= Document excerpt =
-- -- --

Colorado State University College of Veterinary Medicine Celebrates 100th Anniversary

FORT COLLINS – Colorado State University’s College of Veterinary Medicine and Biomedical Sciences celebrates its 100 year anniversary in 2007.

Responsible for research that has improved health for animals and humans, the college is consistently ranked among the top two colleges of its kind in the nation and receives more federal funding to support research than any other college of its kind.

In 1907, the Department of Veterinary Sciences was established by the Colorado State Board of Agriculture, the board that governed Colorado State University at that time. The first class of 27 students graduated in 1910. Today, admission into the college is extremely competitive with more than 1,600 annual applications to the professional veterinary medicine degree program alone – admission is limited to 134. More than 85 percent of the students in the college are women, a trend that took many years to establish. The first female student graduated from the college in 1932.

CSU’s College of Veterinary Medicine and Biomedical Sciences boasts numerous firsts in the care and treatment of horses that highlight the history of the college since its establishment.

-- -- --

= Task item A =
Decide whether each statement agrees with the article on the veterinary college's centennial. Answer yes or no for each and quote the words from the article that settle it.
(i) The first class to graduate had 27 students and finished in 1910.
(ii) Admission to the professional veterinary medicine degree program is capped at 160 students.
(iii) The college's first female student graduated in 1907.
= Task item B =
Carry on the article on the veterinary college's centennial, starting after its final sentence.

= Data for review =

-- -- --

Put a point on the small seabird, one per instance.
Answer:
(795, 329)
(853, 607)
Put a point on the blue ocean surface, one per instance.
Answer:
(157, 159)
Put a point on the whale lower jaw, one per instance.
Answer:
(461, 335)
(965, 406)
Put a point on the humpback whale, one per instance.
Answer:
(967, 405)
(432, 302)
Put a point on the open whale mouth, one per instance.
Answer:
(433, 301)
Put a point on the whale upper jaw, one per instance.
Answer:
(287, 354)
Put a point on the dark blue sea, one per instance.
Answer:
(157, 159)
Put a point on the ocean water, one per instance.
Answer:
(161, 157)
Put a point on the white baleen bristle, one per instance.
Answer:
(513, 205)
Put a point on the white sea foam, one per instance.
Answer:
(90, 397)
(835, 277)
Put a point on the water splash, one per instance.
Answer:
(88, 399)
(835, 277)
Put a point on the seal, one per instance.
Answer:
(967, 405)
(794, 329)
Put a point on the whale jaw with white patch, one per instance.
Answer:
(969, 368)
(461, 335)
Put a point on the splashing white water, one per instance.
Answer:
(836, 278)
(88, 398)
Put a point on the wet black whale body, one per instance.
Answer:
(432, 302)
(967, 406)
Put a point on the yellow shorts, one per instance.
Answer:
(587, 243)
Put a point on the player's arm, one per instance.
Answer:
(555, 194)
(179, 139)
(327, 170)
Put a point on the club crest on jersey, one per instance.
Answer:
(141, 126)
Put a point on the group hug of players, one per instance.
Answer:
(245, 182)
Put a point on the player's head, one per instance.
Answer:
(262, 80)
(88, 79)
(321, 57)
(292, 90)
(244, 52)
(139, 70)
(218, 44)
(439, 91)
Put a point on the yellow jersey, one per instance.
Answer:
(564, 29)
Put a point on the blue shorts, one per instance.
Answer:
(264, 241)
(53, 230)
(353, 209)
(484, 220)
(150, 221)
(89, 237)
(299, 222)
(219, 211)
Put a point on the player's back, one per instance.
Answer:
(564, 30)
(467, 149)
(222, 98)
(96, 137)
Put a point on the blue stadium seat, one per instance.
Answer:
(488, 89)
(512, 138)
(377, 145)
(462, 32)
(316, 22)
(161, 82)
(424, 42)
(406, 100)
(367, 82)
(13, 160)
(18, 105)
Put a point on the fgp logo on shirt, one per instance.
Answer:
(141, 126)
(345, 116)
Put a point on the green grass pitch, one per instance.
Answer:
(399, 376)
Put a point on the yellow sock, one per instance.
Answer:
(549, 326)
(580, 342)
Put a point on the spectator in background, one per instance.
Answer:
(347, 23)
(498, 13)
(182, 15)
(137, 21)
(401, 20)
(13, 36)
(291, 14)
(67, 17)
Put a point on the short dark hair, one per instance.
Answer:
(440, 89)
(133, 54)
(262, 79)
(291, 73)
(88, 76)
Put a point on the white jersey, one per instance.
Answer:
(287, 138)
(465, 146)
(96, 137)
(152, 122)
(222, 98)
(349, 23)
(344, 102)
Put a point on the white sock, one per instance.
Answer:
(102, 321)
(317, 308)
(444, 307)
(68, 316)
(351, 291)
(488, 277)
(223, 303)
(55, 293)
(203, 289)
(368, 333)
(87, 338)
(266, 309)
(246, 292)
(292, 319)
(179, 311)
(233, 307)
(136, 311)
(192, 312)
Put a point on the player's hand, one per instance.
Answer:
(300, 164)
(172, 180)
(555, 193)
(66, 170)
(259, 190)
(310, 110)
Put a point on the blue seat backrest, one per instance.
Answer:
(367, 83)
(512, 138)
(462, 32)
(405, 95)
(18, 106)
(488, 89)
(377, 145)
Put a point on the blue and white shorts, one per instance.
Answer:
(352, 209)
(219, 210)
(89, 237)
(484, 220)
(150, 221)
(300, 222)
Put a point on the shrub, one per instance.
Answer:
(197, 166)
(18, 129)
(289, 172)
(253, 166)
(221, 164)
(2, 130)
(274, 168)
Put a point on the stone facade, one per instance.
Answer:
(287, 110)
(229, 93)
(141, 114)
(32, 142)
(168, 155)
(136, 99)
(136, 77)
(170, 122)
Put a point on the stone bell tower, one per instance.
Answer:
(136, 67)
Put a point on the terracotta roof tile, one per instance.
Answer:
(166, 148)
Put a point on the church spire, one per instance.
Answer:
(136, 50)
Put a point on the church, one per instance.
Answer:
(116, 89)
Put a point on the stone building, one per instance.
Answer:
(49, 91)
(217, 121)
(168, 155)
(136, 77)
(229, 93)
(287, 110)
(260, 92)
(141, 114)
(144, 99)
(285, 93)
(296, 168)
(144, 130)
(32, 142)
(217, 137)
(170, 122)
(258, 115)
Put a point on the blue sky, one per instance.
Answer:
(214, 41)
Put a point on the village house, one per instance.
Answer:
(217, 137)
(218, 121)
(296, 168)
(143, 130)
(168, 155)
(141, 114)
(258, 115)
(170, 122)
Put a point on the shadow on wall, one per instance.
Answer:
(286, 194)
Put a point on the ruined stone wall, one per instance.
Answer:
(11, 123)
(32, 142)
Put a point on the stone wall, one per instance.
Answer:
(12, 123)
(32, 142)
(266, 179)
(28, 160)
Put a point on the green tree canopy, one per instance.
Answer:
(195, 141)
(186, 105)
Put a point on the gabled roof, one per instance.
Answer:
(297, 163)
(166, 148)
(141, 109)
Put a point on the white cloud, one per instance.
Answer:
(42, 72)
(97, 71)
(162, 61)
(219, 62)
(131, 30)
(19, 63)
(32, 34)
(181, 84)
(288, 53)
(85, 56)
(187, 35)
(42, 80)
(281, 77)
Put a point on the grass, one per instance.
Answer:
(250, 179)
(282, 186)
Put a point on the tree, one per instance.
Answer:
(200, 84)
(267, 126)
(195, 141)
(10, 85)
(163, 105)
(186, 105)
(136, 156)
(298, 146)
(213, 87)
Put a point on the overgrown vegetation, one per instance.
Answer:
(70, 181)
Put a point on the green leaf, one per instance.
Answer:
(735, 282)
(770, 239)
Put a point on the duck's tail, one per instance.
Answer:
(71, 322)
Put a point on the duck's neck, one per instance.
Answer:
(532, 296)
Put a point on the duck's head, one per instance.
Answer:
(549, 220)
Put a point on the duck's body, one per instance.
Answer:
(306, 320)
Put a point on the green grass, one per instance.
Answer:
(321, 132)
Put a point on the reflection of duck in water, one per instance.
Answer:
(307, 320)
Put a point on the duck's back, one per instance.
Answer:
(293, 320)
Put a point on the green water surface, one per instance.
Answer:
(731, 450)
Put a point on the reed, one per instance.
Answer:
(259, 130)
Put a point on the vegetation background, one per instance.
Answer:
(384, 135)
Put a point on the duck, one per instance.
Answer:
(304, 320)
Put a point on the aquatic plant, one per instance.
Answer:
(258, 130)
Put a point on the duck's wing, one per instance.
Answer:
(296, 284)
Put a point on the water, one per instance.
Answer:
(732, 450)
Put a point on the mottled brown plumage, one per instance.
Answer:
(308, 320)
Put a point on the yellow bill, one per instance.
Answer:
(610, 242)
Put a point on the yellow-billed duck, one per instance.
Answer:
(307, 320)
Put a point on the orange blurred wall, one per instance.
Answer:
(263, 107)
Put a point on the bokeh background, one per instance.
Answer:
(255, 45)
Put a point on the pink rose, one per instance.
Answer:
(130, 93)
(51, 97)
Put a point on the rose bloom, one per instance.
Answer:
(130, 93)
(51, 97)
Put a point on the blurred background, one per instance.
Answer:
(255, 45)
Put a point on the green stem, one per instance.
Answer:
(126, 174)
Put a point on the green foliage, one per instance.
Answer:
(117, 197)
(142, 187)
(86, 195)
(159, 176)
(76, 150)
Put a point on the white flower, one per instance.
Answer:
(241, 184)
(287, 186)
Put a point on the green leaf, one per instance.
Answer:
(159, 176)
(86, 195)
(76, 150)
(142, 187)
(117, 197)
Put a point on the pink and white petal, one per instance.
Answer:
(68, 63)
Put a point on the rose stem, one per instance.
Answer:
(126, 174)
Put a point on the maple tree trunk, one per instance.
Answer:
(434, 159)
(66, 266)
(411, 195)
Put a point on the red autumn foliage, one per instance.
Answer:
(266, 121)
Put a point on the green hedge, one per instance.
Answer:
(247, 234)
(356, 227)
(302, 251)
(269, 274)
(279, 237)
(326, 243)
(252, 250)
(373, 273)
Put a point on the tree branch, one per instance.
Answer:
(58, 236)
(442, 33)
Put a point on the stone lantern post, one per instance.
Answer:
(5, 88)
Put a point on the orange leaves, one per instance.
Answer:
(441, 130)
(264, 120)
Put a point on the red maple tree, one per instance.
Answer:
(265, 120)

-- -- --

= Response A =
(i) Yes: "The first class of 27 students graduated in 1910."
(ii) No: "admission is limited to 134."
(iii) No: "The first female student graduated from the college in 1932."

= Response B =
Included on that list are:- CSU was home to the first calves and foals produced by artificial insemination in which research pre-determined the sex of calves;- CSU was the first to produce twin foals by splitting a single embryo;- in 1915, CSU’s Dr. Harry Kingman, Professor in the Department of Veterinary Science, took the firstradiograph of a horse’s hoof;- CSU developed a test to evaluate the status of joint cartilage, allowing the identification of early stages of arthritis in animals and humans.–in 1912, CSU’s Dr. Benjamin F. Kaupp, Director of the Pathology Laboratory, helped stop a devastating outbreak in horses in the Arkansas Valley of an unknown disease by developing an experimental vaccine from infected brain tissue. The disease was later identified as cerebrospinal meningitis;–in 1937, CSU’s Dr. James Farquharson, Head of the Department of Surgery, presented a milestone paper before the Section of General Practice at the 77th Annual Meeting of the AVMA in Washington, D.C. His paper, “Abdominal Surgery in the Horse,” advanced the concept of aseptic surgery in large animals at a time when this approach was generally regarded as costly and unnecessary.

Most horse people know CSU today as a leading institution in equine reproduction research and in orthopedics and joint disease in horses.